:: Excerto ::
Daniel Oliveira, 26.06.12

 

Depois de criticar as políticas espanholas, portuguesas, gregas e italianas, o governo alemão reagiu mal às críticas de Obama à forma calamitosa como a Europa está a gerir a sua crise. E, claro, mandou os Estados Unidos preocuparem-se com o seu défice. Apesar de toda esta arrogância, continua a fazer caminho a ideia de que devemos compreender o comportamento alemão. Os contribuintes germânicos estão fartos de pagar por os erros dos outros. A ver se nos entendemos: a Alemanha tem enormes responsabilidades por esta crise, lucra com ela, mas tem imenso a perder com o fim do euro.

 

Quanto às fortíssimas responsabilidades do poder político alemão pela crise do euro, deixo para um outro texto. Aarquitetura desta moeda é, no essencial, de inspiração alemã. E os desequilíbrios comerciais na Europa, alimentados por uma contenção salarial na Alemanha que visou criar um mercado aberto de uma só via, ajudaram a agudizar a crise.

 

Muitos sofrem com a pobre Alemanha, que alimenta fluxos de dinheiro que desaguam em Portugal, Espanha, Grécia e Irlanda. Dinheiro que serve quase exclusivamente para Estados e bancos nacionais pagarem as suas dívidas. Esquecem-se que o principal destinatário final desse dinheiro é a banca alemã (e algumas outras do centro da Europa). Ou seja, que não são os alemães que estão a pagar o resgate de Estados europeus, são os europeus que estão a pagar o lucro da banca alemã.

:: Instrução escrita A ::
Por favor, transcreva na íntegra o texto acima sobre a Alemanha e a crise do euro.

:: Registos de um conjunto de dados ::
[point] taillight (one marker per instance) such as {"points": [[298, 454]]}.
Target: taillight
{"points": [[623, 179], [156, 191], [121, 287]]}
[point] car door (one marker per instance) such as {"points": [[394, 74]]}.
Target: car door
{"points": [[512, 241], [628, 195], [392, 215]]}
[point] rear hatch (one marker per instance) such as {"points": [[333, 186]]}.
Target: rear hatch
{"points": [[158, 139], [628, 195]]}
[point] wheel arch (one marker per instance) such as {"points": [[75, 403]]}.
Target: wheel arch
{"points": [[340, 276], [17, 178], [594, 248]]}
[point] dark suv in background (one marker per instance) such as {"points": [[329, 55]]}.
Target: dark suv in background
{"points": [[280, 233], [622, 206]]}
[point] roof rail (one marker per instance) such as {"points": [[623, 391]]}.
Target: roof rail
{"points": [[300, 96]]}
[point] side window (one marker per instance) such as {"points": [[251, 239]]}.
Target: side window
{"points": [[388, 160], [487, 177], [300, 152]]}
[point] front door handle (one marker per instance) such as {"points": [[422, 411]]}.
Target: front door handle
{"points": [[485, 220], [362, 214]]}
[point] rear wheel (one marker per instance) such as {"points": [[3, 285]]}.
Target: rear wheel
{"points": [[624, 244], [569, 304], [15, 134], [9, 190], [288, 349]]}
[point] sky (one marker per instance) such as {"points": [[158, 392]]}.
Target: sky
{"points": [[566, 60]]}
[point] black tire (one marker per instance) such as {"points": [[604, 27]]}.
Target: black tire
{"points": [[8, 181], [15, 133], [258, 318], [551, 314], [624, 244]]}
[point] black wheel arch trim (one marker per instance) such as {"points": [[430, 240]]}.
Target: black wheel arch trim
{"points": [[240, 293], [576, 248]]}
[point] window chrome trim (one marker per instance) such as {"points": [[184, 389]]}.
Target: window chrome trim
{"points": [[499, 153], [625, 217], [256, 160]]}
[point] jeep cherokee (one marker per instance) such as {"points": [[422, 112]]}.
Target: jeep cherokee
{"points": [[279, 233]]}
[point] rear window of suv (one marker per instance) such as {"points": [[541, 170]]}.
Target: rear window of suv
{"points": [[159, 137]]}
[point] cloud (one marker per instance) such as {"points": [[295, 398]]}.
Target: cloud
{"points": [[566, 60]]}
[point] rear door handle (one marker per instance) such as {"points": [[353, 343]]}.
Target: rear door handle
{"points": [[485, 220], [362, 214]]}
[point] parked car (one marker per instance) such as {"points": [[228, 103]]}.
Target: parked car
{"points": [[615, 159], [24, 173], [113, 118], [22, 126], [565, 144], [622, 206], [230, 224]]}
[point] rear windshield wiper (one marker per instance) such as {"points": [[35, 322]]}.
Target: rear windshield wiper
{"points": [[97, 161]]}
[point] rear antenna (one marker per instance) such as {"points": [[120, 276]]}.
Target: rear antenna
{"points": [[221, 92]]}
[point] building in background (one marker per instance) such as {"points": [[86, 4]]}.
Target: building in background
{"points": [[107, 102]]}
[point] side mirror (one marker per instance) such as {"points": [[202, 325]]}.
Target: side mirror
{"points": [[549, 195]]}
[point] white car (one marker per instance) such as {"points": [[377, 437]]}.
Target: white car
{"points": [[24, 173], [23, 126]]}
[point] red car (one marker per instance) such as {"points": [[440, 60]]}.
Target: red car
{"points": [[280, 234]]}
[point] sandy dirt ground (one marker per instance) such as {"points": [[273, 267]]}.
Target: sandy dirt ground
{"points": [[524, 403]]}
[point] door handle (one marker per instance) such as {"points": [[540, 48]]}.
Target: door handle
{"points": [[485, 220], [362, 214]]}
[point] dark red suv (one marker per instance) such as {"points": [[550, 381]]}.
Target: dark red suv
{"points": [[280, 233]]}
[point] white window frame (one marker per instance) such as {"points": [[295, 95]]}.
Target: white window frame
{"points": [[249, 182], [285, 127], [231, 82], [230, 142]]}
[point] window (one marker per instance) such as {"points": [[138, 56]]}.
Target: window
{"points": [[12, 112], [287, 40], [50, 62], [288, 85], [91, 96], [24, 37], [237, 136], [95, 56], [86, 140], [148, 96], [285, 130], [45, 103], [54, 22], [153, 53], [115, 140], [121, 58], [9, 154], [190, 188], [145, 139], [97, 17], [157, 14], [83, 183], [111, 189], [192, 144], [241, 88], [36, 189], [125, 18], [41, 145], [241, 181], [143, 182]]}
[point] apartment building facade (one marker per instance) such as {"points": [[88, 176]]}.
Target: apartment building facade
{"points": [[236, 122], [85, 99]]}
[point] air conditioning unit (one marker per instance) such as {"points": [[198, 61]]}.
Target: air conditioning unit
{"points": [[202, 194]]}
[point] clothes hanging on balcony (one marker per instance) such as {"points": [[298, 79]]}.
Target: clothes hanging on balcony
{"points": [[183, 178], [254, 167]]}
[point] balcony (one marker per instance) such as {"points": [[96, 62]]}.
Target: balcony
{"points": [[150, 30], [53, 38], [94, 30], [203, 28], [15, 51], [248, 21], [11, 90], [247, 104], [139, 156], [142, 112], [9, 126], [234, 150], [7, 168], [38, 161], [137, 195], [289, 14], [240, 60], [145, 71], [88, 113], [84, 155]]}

:: Instrução escrita B ::
Diga em quantas linhas dos registos aparece a palavra "chrome". Responda apenas com o número.

:: Resultado da tarefa A ::
Daniel Oliveira, 26.06.12

 

Depois de criticar as políticas espanholas, portuguesas, gregas e italianas, o governo alemão reagiu mal às críticas de Obama à forma calamitosa como a Europa está a gerir a sua crise. E, claro, mandou os Estados Unidos preocuparem-se com o seu défice. Apesar de toda esta arrogância, continua a fazer caminho a ideia de que devemos compreender o comportamento alemão. Os contribuintes germânicos estão fartos de pagar por os erros dos outros. A ver se nos entendemos: a Alemanha tem enormes responsabilidades por esta crise, lucra com ela, mas tem imenso a perder com o fim do euro.

 

Quanto às fortíssimas responsabilidades do poder político alemão pela crise do euro, deixo para um outro texto. Aarquitetura desta moeda é, no essencial, de inspiração alemã. E os desequilíbrios comerciais na Europa, alimentados por uma contenção salarial na Alemanha que visou criar um mercado aberto de uma só via, ajudaram a agudizar a crise.

 

Muitos sofrem com a pobre Alemanha, que alimenta fluxos de dinheiro que desaguam em Portugal, Espanha, Grécia e Irlanda. Dinheiro que serve quase exclusivamente para Estados e bancos nacionais pagarem as suas dívidas. Esquecem-se que o principal destinatário final desse dinheiro é a banca alemã (e algumas outras do centro da Europa). Ou seja, que não são os alemães que estão a pagar o resgate de Estados europeus, são os europeus que estão a pagar o lucro da banca alemã.

:: Resultado da tarefa B ::
2